**Information provided**
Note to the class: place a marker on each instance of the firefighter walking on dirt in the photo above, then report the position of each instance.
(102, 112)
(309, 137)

...

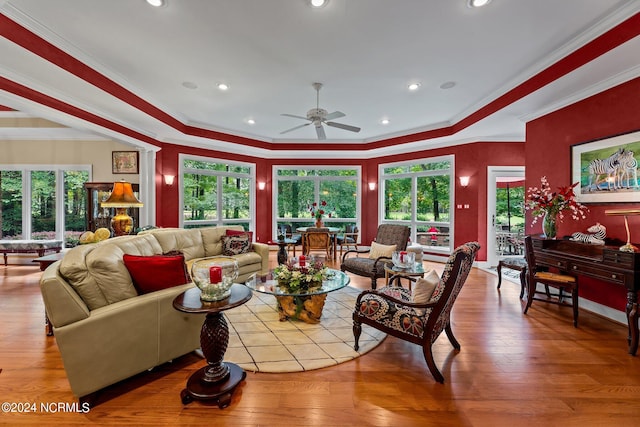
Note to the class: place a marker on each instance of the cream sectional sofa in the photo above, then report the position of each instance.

* * *

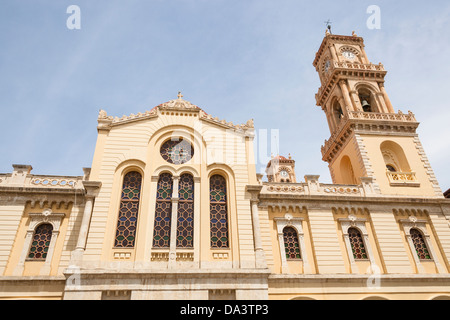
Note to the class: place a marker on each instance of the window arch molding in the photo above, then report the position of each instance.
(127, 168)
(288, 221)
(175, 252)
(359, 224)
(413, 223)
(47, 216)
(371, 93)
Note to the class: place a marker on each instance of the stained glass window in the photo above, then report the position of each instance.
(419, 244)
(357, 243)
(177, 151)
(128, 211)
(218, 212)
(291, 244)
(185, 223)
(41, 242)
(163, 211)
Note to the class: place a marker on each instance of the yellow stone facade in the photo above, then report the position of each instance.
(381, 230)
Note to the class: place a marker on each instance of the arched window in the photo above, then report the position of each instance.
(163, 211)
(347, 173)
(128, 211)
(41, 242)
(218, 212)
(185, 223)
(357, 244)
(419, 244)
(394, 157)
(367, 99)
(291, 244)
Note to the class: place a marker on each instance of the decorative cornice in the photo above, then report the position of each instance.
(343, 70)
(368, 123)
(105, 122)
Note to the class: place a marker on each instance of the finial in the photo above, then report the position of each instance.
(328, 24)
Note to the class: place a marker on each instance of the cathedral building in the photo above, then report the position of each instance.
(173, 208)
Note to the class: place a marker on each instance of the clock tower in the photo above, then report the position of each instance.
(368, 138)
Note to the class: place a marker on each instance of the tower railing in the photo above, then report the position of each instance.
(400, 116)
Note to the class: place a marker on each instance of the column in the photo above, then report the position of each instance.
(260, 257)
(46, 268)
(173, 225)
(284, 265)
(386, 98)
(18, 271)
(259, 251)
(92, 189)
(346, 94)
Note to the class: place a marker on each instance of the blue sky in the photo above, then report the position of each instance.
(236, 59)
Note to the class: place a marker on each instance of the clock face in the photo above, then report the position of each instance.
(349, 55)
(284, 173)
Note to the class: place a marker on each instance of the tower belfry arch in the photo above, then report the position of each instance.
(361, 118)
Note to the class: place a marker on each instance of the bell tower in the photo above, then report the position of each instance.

**Prompt**
The response should hold exactly the lines starting at the line with "the tower belfry" and ending at the line with "of the bell", and no other line of the material above.

**Completed task**
Note to the class: place a marker on each instance of the tower belfry arch in the photo above, then report the position of each instance.
(361, 118)
Note to the class: place a marker on each instance of the bell tower in the photo above, then report the position of each instance.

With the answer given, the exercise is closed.